# [Material supplied]
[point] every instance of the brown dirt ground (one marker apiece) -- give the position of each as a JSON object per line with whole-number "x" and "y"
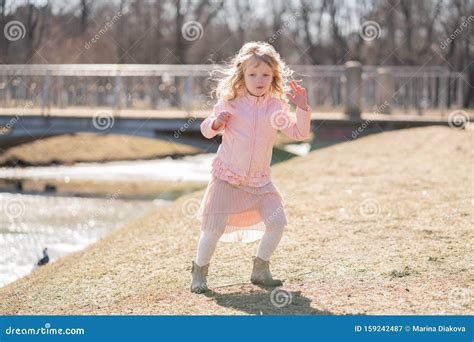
{"x": 379, "y": 225}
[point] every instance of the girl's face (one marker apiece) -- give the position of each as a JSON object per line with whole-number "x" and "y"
{"x": 258, "y": 77}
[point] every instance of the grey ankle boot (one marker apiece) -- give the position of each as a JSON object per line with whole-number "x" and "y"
{"x": 199, "y": 285}
{"x": 261, "y": 274}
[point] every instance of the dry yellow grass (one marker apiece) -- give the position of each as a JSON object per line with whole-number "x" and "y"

# [Assigned task]
Please give again, word for word, only the lines from the one holding "[point] every instance of the girl's" through the end of the listing above.

# [Response below]
[point] every instance of the girl's face (one marker apiece) -- give the position of each as a JSON object per line with whole-number "x" and "y"
{"x": 258, "y": 77}
[point] every instance of the grey ankle boot (one marker apiece) -- give the position of each as a JSON object per line with whole-number "x" and "y"
{"x": 199, "y": 285}
{"x": 261, "y": 274}
[point] every instance of the dry yellow grass (one marker apiece) -- give the position of each as a JSON object per line with whole-number "x" and "y"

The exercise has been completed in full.